SOURCE DATA:
┏━━

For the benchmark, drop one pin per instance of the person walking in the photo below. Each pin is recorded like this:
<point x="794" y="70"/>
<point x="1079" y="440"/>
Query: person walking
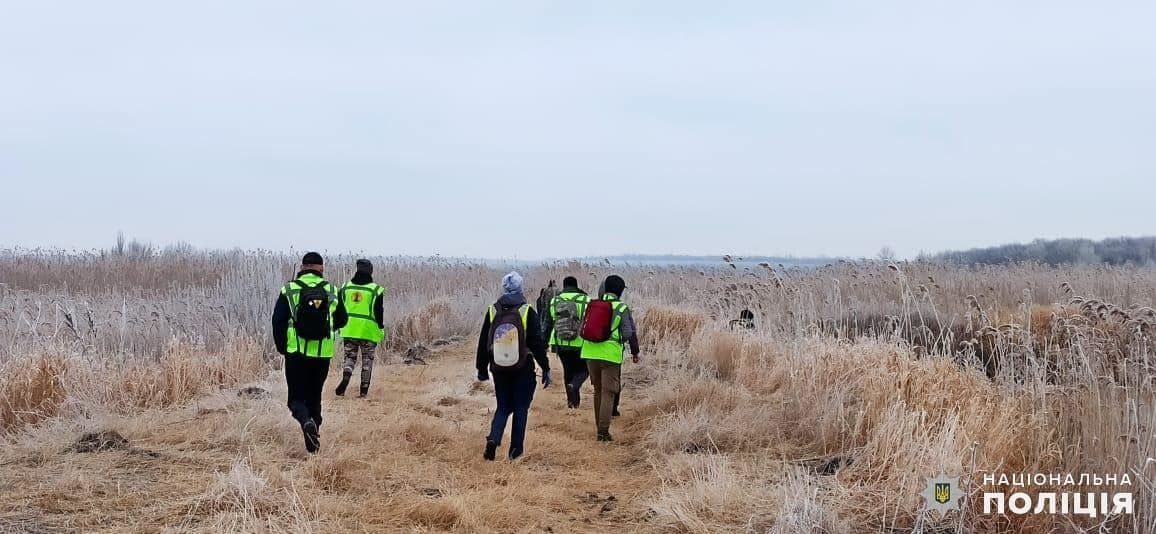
<point x="562" y="326"/>
<point x="306" y="318"/>
<point x="362" y="299"/>
<point x="509" y="345"/>
<point x="607" y="329"/>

┗━━

WORK TO COMPLETE: Reproduce the listing above word for word, without the picture.

REPLY TO THE EXERCISE:
For the benchmark, drop one pin per instance of the person walking in the photo below. Each pin is recorded like this:
<point x="794" y="70"/>
<point x="1079" y="440"/>
Query: person walking
<point x="562" y="326"/>
<point x="306" y="318"/>
<point x="362" y="299"/>
<point x="509" y="345"/>
<point x="607" y="329"/>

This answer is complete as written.